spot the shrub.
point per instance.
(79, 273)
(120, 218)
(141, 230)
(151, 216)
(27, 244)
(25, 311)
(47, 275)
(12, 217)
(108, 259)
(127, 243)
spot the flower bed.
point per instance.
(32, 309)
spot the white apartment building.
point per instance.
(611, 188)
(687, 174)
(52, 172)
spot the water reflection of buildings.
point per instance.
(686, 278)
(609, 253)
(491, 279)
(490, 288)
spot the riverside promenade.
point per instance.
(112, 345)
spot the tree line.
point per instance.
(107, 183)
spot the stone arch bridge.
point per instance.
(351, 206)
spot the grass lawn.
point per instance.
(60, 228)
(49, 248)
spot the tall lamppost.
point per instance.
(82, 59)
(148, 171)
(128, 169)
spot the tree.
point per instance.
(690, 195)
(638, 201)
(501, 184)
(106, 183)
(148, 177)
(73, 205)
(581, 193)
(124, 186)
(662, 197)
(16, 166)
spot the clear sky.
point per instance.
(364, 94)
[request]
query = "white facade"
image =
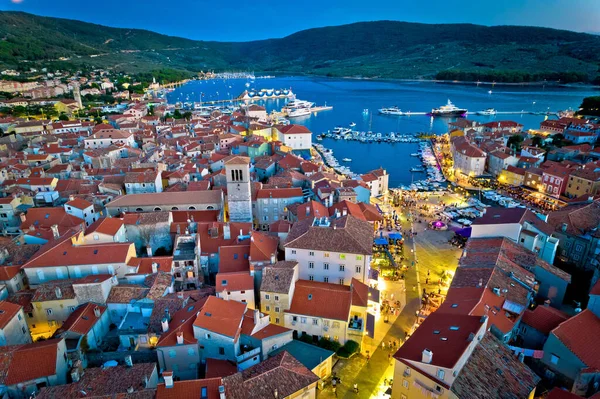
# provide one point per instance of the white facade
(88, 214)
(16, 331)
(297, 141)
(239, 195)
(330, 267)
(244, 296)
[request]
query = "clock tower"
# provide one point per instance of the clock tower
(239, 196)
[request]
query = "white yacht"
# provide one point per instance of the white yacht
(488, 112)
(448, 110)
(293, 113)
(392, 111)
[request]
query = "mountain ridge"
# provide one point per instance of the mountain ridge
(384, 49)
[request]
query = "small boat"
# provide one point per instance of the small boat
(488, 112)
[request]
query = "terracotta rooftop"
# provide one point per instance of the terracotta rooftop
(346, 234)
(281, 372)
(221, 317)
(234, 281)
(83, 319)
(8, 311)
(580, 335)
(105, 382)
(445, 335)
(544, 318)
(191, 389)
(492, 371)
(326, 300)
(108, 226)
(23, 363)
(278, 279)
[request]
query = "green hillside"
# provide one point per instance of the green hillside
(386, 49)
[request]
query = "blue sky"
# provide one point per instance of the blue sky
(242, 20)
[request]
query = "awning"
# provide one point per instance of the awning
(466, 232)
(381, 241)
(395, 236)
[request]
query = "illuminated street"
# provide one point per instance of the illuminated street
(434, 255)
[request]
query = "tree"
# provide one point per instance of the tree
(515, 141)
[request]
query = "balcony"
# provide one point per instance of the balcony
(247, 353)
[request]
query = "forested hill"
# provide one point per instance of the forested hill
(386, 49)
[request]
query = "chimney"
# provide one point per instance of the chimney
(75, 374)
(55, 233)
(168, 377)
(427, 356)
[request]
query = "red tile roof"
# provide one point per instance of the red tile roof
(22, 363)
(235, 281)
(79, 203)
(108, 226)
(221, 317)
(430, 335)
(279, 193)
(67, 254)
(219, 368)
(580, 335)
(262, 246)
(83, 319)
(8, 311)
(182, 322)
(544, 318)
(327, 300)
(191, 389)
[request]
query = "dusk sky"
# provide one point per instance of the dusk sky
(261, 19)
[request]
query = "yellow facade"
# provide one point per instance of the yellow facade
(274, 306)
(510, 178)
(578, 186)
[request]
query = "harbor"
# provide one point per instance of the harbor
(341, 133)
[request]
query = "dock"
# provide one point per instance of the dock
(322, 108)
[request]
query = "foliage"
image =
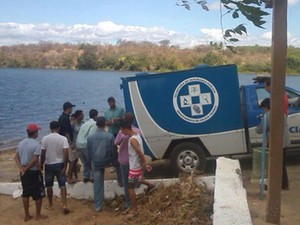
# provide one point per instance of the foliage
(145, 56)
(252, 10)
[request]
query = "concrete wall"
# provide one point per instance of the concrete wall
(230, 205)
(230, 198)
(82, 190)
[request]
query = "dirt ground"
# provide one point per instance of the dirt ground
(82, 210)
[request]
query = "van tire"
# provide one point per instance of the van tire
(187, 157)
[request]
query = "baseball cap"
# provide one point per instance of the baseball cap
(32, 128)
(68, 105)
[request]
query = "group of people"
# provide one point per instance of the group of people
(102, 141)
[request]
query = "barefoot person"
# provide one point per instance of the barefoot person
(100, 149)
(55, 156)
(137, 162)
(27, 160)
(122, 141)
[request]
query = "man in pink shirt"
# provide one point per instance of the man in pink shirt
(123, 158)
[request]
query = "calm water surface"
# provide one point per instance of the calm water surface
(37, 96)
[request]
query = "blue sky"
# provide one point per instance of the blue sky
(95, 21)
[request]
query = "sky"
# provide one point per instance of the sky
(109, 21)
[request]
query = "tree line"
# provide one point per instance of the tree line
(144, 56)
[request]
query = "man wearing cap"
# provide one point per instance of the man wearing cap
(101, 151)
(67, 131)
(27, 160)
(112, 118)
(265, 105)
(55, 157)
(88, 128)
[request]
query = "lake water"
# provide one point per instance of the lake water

____

Set down the lines of the records above exactly, apart from the pictures.

Problem solution:
spot the shrub.
point per instance.
(79, 273)
(120, 218)
(141, 230)
(151, 216)
(27, 244)
(25, 311)
(47, 275)
(12, 217)
(108, 259)
(127, 243)
spot the flower bed.
point per instance.
(32, 309)
spot the white apartment building.
point per instance.
(611, 188)
(687, 174)
(52, 172)
spot the water reflection of buildings.
point per instance.
(686, 278)
(609, 253)
(491, 279)
(490, 288)
spot the riverside promenade.
point per instance.
(112, 345)
spot the tree line.
point per instance.
(107, 183)
spot the stone arch bridge.
point per instance.
(351, 206)
spot the grass lawn.
point per instance.
(60, 228)
(49, 248)
spot the tall lamppost.
point per instance.
(82, 59)
(148, 171)
(128, 169)
spot the tree.
point per instance.
(690, 195)
(638, 201)
(501, 184)
(106, 183)
(148, 177)
(73, 205)
(581, 193)
(124, 186)
(662, 197)
(16, 166)
spot the clear sky.
point per instance.
(364, 94)
[request]
query = "white facade"
image =
# provide one point per instance of the white facade
(88, 214)
(16, 331)
(297, 141)
(239, 195)
(330, 267)
(244, 296)
[request]
query = "clock tower"
# provide one point per instance of the clock tower
(239, 196)
[request]
query = "white yacht"
# provide one point per instance of the white yacht
(488, 112)
(448, 110)
(293, 113)
(392, 111)
[request]
query = "mountain ridge"
# provide one point per instance of the mountain ridge
(384, 49)
[request]
query = "small boat"
# provide one point per instance of the small boat
(488, 112)
[request]
query = "terracotta rooftop"
# provide one point per instance of the terracotta rooftop
(346, 234)
(281, 372)
(221, 317)
(234, 281)
(83, 319)
(8, 311)
(580, 335)
(105, 382)
(445, 335)
(544, 318)
(191, 389)
(492, 371)
(326, 300)
(108, 226)
(23, 363)
(278, 279)
[request]
query = "green hillside"
# provide one point per instance of the green hillside
(386, 49)
[request]
query = "blue sky"
# provide one point per instance of the blue sky
(242, 20)
[request]
query = "awning"
# provide one point per instance of the awning
(466, 232)
(381, 241)
(395, 236)
[request]
query = "illuminated street"
# provide one point per instance of the illuminated street
(434, 255)
[request]
query = "tree"
# provide one point per instance of the tree
(515, 141)
[request]
query = "balcony"
# provide one point per instance of the balcony
(247, 353)
[request]
query = "forested hill"
# provide one point per instance of the forested hill
(386, 49)
[request]
query = "chimney"
# provide one point per instance of the chimney
(75, 374)
(55, 233)
(168, 377)
(427, 356)
[request]
query = "red tile roof"
# provide one point per instance of the red tile roof
(22, 363)
(235, 281)
(79, 203)
(108, 226)
(221, 317)
(430, 335)
(279, 193)
(67, 254)
(219, 368)
(580, 335)
(262, 246)
(83, 319)
(8, 311)
(182, 322)
(544, 318)
(327, 300)
(191, 389)
[request]
query = "dusk sky"
# provide one point per instance of the dusk sky
(261, 19)
[request]
query = "yellow facade"
# provide one point per instance of the yellow facade
(274, 306)
(510, 178)
(578, 186)
[request]
query = "harbor"
# provide one point per instance of the harbor
(341, 133)
[request]
query = "dock"
# provide one point per instance of the dock
(322, 108)
[request]
query = "foliage"
image =
# provide one point per instance of the foliage
(145, 56)
(252, 10)
[request]
query = "concrete wall"
# provide one point per instance of the concrete wall
(230, 205)
(230, 198)
(82, 190)
[request]
query = "dirt ground"
# provide one point per instance of the dirt ground
(82, 210)
[request]
query = "van tire"
# provide one point per instance of the van tire
(187, 157)
[request]
query = "baseball cap"
# provide one point per instance of the baseball cap
(32, 128)
(68, 105)
[request]
query = "group of people"
# provide one point per instance of the group of people
(102, 141)
[request]
query = "barefoot person"
# provide one point per instance of the barefoot person
(100, 149)
(55, 156)
(137, 162)
(27, 160)
(122, 141)
[request]
query = "man in pink shirt"
# provide one point per instance of the man in pink shirt
(123, 158)
[request]
query = "calm water surface"
# provide one point per instance of the calm water surface
(37, 96)
[request]
query = "blue sky"
# provide one point per instance of the blue sky
(95, 21)
[request]
query = "sky"
# provide one point per instance of the sky
(109, 21)
[request]
query = "tree line"
# provide one point per instance of the tree line
(144, 56)
[request]
query = "man wearing cap"
# provide one point per instance of the man wearing cap
(101, 151)
(67, 131)
(27, 160)
(112, 118)
(265, 105)
(55, 157)
(88, 128)
[request]
query = "lake water"
# provide one point per instance of the lake water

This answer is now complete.